━━━ Dataset records ━━━

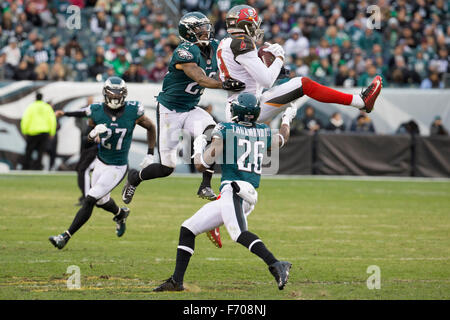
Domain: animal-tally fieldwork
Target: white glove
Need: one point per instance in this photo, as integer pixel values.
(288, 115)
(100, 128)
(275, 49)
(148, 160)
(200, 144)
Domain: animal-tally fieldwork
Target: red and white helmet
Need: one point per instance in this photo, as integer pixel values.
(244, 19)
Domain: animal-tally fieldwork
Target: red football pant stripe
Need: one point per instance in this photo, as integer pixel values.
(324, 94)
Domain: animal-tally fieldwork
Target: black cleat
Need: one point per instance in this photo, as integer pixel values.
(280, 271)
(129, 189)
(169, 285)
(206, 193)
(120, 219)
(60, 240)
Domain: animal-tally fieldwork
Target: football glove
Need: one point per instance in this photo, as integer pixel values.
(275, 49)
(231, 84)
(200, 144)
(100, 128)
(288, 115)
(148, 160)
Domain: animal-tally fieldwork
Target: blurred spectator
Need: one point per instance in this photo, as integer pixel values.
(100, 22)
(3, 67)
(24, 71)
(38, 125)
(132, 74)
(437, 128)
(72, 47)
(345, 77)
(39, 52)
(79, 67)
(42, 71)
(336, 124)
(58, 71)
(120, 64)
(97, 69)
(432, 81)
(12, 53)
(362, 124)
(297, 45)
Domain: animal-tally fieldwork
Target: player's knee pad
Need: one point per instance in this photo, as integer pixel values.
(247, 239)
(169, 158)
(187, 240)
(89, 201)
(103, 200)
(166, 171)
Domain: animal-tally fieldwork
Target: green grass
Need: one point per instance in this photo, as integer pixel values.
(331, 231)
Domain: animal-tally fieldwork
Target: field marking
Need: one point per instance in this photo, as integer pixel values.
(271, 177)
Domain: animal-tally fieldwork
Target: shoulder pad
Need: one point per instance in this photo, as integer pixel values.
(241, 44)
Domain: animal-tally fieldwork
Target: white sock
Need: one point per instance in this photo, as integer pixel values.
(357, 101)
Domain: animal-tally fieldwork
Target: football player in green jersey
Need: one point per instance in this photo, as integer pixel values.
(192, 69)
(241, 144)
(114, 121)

━━━
━━━ Dataset records ━━━

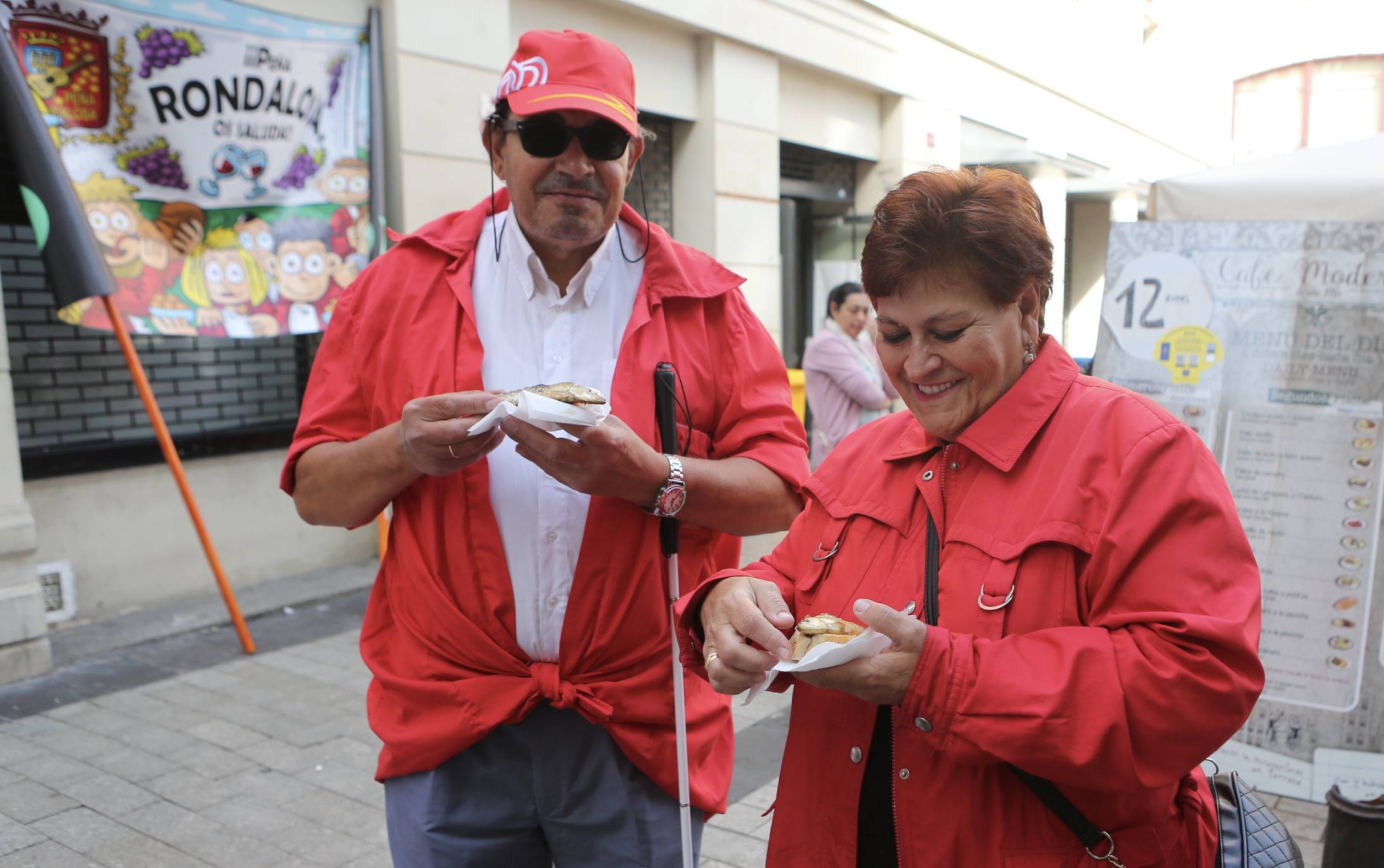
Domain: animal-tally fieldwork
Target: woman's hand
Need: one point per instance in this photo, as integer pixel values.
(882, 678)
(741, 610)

━━━

# [Problem description]
Extract every line above that contains the string "white", matching case exactly.

# [Correct answer]
Target: white glove
Target: red and white helmet
Target: white sock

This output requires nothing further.